▶ **Stated goal**
Please pick out every line below that contains the string "helicopter" and copy each one out. Case counts.

Excerpts from annotation records

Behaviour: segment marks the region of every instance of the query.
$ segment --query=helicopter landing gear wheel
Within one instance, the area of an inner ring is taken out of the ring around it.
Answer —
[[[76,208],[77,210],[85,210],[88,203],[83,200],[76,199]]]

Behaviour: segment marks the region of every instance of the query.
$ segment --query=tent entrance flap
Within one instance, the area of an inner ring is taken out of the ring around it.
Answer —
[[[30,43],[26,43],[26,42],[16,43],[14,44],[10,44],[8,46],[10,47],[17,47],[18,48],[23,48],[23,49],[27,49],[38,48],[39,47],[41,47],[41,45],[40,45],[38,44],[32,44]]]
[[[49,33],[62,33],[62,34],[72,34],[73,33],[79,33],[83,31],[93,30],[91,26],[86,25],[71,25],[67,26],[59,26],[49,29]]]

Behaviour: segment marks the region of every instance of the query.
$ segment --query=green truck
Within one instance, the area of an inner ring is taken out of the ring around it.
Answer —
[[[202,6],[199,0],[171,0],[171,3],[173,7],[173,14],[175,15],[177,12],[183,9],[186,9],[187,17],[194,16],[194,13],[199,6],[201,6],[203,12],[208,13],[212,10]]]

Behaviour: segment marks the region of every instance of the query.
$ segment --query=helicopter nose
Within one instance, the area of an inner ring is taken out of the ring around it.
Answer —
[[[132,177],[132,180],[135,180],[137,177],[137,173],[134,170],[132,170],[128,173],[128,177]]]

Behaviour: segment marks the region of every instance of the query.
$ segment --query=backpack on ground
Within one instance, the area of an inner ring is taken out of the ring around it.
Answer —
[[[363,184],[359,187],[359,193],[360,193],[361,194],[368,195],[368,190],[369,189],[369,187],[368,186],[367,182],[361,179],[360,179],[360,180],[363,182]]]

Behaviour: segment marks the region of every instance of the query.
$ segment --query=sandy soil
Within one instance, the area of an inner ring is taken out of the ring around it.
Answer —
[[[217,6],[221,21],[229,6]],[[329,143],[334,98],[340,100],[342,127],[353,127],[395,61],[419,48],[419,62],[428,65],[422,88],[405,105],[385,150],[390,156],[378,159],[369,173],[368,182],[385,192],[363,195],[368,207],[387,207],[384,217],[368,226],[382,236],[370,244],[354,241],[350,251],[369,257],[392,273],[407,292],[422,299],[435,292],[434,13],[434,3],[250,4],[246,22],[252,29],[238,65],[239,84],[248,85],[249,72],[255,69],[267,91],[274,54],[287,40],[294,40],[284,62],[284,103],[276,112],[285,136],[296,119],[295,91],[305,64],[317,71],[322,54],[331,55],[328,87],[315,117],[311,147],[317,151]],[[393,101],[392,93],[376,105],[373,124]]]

==

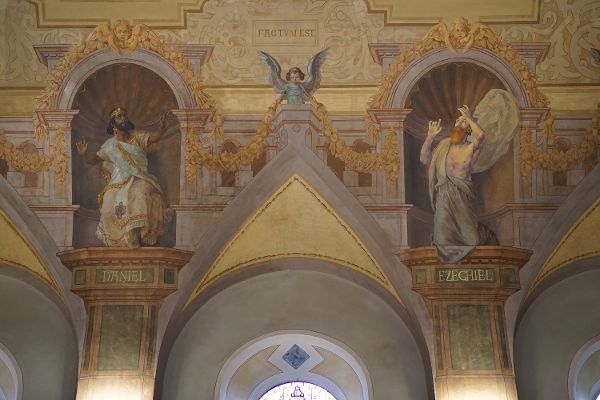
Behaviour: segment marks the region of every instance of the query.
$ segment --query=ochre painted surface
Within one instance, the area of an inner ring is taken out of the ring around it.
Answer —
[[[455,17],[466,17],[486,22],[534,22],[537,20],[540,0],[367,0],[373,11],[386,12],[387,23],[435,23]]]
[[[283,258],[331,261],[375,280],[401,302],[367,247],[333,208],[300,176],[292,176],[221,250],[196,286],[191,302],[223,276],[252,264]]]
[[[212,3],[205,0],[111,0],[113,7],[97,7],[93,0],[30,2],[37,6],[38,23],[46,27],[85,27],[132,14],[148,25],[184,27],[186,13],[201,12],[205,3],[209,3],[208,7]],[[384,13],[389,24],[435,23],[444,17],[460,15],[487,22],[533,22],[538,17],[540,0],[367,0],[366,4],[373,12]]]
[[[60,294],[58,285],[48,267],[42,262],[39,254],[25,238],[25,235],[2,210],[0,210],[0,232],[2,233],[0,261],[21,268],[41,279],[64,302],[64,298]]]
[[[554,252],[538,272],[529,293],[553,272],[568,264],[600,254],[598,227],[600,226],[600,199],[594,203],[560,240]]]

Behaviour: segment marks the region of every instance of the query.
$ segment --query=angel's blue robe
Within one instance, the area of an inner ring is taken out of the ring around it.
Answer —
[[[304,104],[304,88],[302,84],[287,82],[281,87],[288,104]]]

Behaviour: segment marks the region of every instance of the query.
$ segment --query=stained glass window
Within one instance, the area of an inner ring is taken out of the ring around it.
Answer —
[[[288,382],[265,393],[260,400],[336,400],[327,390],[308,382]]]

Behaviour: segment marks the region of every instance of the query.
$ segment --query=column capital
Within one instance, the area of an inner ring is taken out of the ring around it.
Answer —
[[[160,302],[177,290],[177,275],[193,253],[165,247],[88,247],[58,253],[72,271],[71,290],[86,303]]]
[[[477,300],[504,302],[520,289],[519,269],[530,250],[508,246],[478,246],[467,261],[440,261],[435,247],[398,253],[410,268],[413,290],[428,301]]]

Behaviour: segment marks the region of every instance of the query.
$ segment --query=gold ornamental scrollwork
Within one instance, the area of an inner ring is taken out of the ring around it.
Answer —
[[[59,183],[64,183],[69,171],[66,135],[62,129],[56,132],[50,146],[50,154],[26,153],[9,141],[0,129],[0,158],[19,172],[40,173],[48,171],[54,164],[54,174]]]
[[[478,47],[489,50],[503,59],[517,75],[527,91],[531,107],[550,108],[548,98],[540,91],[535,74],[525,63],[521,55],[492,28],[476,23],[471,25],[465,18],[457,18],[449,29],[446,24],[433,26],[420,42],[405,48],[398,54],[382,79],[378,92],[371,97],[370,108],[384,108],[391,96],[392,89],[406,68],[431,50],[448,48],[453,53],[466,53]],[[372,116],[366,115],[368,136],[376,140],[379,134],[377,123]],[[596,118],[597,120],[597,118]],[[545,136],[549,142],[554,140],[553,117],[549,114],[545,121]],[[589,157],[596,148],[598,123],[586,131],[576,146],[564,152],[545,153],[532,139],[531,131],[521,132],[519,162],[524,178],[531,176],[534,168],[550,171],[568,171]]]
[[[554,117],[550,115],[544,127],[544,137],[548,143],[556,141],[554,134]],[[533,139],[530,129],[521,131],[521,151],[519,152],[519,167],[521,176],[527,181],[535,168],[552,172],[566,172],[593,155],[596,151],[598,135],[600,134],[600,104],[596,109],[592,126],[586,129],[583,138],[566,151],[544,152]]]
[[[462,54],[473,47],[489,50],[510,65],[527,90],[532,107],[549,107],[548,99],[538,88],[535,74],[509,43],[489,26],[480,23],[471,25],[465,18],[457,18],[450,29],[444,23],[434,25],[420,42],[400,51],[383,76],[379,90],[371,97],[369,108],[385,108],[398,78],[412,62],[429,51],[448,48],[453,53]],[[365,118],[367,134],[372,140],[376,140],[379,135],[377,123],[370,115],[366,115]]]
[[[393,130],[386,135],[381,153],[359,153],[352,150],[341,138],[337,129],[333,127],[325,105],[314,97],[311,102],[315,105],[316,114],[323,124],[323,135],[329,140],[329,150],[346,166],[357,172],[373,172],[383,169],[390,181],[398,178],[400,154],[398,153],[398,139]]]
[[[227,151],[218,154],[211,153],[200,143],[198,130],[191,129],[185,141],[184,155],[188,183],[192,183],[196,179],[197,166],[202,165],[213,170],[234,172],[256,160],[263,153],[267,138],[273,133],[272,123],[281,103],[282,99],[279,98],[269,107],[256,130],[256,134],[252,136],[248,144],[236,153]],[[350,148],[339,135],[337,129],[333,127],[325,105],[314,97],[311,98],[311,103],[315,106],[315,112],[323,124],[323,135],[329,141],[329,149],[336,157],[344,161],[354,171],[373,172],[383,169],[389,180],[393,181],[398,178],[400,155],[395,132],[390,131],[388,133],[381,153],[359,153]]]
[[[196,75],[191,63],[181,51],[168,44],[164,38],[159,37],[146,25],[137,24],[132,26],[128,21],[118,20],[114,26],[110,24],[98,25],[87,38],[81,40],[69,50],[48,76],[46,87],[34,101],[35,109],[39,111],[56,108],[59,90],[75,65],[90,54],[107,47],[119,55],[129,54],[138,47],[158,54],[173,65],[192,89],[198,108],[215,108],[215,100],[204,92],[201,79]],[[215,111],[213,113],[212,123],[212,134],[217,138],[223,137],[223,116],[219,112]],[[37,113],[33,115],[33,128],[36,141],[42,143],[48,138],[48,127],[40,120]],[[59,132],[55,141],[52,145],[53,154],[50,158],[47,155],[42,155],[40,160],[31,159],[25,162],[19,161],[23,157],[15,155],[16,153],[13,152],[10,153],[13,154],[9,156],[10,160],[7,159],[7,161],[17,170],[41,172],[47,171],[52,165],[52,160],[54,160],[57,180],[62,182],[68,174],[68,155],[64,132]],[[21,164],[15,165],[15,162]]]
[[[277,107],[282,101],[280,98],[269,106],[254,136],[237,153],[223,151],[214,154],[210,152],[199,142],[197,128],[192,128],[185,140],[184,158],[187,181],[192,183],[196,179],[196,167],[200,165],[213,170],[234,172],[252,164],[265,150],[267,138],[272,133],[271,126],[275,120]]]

▶ **The response**
$ segment --query=helicopter landing gear wheel
$ segment --query=helicopter nose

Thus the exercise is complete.